Instructions from the RSPB website are as follows;

Taking part is as easy as 1,2,3.

1. Watch the birds around you for one hour

2. Count how many of each species of bird lands on your patch

3. Go online and tell us what you have seen.


Siskins competing for space on a bird feeder
Siskins competing for space (Jane Hope)

It’s important to remember to count birds that land anywhere in your garden, not just at your feeders. If you are taking part in a park or woodland, maybe give yourself a small perimeter. When you have a large number of birds of one species in your garden at one time, take the highest number of the individual species you counted. Siskins, chaffinches, and coal tits tend to be in small flocks. Blackbirds and Woodpigeons are usually on their own.


Here is a run through of last years results, although I’m sure regionally, things may differ.
──────────
* **Parts of the exercise**
1 > In the bird count text, which birds tend to gather in small flocks?
2 > Write the next part of the bird count text, picking up right after its last sentence.
None of the data is needed for anything here.

* **Given data**
──────────
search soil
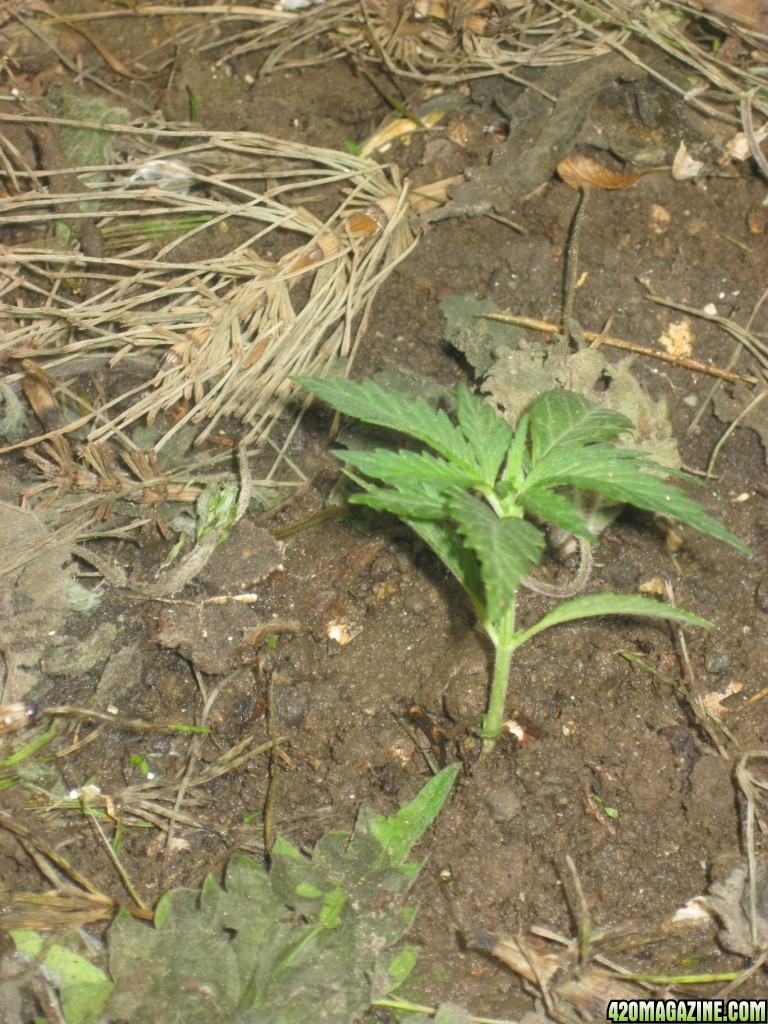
──────────
* **Results of the tasks**
1 > Siskins, chaffinches, and coal tits.

2 >
2022 Big Garden Watch Results

1. House Sparrow

2. Blue tit

3. Starling

4. Woodpigeon

5. Blackbird

6. Robin

7. Goldfinch

8. Great tit

9. Magpie

10. Chaffinch


I plan on taking part on Saturday morning, I will do so from the comfort of my living room and look out to my front garden. I tend to find that in the morning, especially after a chilly night, the birds are rather frenzied around the feeders. I will also use my binoculars to see every nook and cranny of my garden. I’ll make sure to fill all the feeders up to the brim on Friday evening, sunflower hearts and fat balls go down quite a treat with the starlings and siskins that visit my feeders. I not only love watching the birds feast on my feeders, I love hearing them too, so I’ll crack my windows and listen to them squabble over energy rich peanuts.


Siskins and goldfinch on a feeder squabbling over sunflower hearts.
Siskins and Goldfinch squabbling over sunflower hearts (Jane Hope)

It may depend on where you live, but every now and then, an ‘out of ordinary’ bird appears in your garden. Recently for me, it was a female Blackcap, feeding on honeysuckle berries. On occasion I have a Buzzard or Sparrowhawk that flies over, but unfortunately for the Big Garden Birdwatch, you must only count the birds that land in your garden. In Speyside we are very lucky to have Red Squirrels and Crested tits that aren’t an unusual site, especially if you live close to pine forests.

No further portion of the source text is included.